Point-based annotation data
%%

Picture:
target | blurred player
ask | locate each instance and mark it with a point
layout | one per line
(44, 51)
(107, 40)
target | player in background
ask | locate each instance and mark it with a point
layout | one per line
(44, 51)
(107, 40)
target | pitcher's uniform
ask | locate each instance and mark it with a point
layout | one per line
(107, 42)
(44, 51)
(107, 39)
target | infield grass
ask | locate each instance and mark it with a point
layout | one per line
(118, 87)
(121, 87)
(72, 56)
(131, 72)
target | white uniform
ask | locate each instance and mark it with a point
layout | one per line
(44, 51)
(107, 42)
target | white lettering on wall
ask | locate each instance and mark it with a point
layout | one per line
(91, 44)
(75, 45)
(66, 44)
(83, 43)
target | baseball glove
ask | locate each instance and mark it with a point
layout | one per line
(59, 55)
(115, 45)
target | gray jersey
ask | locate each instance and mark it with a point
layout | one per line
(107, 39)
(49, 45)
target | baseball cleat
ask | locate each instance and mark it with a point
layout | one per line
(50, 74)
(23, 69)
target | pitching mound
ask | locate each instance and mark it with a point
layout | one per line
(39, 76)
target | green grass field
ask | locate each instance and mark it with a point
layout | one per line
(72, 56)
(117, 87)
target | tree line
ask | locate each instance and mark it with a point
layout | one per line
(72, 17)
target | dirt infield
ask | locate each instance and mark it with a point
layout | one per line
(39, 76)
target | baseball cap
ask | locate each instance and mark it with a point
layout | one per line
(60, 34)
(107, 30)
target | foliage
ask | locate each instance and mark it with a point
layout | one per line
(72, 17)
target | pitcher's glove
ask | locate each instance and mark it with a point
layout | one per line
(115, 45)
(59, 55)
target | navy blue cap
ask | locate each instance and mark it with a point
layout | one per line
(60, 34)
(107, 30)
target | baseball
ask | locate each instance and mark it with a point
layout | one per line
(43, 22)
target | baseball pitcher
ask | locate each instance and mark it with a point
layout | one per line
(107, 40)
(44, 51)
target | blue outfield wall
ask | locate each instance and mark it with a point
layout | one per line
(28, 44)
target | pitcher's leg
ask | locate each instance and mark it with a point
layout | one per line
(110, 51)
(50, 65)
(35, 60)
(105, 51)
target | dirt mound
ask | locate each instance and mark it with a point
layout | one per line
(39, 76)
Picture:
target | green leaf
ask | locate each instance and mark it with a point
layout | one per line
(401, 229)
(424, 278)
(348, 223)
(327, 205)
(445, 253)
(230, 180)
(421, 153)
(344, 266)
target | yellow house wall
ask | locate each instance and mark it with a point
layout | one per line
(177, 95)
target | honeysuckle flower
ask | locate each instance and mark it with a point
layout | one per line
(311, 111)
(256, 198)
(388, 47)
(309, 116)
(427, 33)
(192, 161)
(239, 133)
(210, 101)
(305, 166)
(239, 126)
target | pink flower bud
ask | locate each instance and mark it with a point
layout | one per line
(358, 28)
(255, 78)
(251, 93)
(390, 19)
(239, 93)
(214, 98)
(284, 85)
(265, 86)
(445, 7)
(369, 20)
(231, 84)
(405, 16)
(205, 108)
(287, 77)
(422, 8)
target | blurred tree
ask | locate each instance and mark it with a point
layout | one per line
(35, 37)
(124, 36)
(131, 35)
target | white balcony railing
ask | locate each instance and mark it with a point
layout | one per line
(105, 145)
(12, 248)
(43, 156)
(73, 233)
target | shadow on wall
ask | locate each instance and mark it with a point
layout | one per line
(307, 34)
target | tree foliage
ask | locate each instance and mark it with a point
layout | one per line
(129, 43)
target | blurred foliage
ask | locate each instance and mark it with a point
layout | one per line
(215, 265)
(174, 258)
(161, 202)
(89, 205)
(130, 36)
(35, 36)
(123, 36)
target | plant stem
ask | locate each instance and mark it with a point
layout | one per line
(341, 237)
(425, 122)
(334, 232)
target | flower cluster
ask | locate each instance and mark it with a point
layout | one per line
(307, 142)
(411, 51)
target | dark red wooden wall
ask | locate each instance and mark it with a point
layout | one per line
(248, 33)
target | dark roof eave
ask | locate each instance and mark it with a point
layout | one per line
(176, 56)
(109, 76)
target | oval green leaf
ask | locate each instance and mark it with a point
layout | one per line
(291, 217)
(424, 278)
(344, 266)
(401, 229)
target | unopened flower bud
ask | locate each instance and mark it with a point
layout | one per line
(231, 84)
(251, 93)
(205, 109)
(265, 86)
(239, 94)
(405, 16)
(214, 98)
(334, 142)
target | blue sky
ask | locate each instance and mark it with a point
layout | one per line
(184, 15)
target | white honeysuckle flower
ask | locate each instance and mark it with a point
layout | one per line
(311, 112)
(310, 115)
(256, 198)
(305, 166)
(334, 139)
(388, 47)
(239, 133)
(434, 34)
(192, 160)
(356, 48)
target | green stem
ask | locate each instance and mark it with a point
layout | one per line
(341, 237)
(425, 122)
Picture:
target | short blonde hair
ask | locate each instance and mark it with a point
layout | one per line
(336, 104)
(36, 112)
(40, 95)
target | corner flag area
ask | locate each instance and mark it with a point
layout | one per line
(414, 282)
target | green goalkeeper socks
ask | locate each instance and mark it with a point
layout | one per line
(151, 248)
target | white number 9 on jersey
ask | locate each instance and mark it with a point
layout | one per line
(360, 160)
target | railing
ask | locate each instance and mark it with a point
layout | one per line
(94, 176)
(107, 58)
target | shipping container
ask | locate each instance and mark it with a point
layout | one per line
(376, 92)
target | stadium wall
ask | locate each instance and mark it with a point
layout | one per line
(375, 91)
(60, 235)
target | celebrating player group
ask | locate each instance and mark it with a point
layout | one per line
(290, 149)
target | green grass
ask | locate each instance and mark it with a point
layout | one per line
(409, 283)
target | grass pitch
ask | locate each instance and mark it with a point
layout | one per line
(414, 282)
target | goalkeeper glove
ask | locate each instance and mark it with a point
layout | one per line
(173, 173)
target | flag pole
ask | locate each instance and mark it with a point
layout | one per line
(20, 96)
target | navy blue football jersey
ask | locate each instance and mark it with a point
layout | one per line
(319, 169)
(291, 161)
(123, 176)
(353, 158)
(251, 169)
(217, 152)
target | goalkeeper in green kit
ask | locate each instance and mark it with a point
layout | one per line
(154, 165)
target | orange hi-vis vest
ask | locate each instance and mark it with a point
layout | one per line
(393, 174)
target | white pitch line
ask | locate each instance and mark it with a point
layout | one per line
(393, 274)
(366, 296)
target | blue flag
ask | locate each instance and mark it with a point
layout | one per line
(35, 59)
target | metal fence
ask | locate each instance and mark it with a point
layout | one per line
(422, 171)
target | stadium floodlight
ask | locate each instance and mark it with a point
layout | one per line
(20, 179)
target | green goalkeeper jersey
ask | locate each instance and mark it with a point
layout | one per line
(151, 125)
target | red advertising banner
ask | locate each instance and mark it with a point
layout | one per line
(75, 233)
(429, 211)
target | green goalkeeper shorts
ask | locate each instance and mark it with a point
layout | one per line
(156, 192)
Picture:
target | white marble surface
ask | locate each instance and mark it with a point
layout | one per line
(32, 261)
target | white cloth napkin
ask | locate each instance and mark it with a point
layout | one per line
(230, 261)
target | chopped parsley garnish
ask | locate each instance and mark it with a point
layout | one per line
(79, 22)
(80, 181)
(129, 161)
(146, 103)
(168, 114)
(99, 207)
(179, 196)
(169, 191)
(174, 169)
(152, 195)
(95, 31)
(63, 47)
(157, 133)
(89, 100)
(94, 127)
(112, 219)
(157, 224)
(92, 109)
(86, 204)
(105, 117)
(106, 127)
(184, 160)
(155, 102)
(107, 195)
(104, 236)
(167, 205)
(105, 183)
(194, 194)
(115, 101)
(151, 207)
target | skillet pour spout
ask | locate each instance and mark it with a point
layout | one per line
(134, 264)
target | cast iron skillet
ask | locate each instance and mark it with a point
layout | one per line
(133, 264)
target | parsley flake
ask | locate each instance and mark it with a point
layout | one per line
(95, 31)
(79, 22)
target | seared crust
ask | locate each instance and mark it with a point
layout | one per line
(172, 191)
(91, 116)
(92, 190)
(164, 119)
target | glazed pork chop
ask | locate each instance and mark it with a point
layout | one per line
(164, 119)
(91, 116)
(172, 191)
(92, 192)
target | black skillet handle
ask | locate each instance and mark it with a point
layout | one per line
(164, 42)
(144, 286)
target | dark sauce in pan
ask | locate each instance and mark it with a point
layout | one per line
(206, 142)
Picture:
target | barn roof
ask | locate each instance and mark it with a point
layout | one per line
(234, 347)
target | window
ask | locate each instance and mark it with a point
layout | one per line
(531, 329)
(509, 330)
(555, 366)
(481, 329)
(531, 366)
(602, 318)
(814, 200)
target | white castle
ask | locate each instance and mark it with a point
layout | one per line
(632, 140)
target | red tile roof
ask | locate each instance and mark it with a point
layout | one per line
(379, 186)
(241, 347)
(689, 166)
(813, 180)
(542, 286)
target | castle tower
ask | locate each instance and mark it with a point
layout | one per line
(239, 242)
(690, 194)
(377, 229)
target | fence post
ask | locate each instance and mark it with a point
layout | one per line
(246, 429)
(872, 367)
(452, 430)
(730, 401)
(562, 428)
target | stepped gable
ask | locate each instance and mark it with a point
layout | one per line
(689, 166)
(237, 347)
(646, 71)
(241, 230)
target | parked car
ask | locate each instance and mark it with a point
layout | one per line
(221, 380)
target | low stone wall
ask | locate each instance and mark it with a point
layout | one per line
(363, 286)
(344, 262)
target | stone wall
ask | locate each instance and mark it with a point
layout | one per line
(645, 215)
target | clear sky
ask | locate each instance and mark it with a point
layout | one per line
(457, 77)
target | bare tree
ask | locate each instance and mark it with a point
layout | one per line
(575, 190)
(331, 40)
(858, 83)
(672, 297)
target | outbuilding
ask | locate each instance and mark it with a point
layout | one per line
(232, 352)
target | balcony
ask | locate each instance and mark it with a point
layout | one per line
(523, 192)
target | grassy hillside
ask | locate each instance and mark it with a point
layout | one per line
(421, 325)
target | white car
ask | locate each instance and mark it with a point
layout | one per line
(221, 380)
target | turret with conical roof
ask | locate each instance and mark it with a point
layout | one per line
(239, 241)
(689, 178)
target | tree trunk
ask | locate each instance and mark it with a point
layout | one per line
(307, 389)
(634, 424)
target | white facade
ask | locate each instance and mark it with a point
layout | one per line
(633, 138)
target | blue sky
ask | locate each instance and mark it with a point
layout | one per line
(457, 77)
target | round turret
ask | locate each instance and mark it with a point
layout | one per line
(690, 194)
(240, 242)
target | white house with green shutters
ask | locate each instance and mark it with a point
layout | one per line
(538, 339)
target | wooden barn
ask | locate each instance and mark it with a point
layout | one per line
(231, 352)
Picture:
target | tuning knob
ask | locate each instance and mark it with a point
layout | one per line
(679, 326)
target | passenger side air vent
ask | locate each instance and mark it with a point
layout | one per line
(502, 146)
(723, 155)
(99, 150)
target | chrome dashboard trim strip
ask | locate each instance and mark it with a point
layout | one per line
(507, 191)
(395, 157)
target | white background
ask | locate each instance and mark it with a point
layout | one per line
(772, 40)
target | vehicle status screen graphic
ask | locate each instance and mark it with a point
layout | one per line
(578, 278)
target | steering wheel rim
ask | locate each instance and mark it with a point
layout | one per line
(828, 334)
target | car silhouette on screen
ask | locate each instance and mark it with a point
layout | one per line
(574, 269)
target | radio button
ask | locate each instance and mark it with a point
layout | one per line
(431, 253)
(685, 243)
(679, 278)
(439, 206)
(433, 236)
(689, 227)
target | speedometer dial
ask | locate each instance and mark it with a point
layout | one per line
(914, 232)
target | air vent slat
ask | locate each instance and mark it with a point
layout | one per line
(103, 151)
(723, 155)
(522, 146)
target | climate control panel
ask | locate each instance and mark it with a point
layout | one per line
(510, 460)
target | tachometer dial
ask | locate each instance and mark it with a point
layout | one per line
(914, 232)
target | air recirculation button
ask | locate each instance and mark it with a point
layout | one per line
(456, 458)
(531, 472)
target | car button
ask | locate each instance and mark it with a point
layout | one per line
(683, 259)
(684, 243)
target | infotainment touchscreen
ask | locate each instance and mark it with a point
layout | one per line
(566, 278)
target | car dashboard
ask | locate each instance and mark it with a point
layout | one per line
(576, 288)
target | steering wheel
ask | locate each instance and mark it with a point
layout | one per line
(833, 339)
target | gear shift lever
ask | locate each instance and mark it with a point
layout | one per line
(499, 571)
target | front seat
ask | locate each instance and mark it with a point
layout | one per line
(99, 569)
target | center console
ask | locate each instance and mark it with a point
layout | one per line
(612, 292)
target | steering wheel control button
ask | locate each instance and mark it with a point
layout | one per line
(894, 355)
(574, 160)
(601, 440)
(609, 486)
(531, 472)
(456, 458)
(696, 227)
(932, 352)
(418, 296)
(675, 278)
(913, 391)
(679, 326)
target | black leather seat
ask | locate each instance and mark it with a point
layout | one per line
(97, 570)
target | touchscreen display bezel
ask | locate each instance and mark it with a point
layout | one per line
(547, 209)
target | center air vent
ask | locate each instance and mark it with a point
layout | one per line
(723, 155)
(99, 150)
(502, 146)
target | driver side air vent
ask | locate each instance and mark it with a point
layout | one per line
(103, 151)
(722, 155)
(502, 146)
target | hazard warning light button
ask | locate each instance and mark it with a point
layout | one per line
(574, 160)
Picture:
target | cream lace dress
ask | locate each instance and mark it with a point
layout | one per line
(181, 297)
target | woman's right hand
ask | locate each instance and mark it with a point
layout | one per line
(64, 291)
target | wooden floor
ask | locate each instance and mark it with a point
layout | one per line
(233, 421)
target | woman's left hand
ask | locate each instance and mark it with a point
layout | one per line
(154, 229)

%%

### Stated exercise
Each line from the one with "target | hazard warning light button" through the last line of the records must be written out word for word. Include nothing else.

### Exercise response
target | hazard warning light button
ask | locate each instance and mark it with a point
layout | one per line
(574, 160)
Picture:
target | cream lace dress
ask | locate each instance and mark it with a point
layout | one per line
(181, 297)
target | woman's right hand
ask | locate each instance and mark it with a point
layout | one per line
(64, 291)
target | wooden floor
ask | locate each instance and mark it with a point
layout | one per line
(233, 421)
target | woman's left hand
ask | locate each instance and mark it with a point
layout | one per line
(154, 229)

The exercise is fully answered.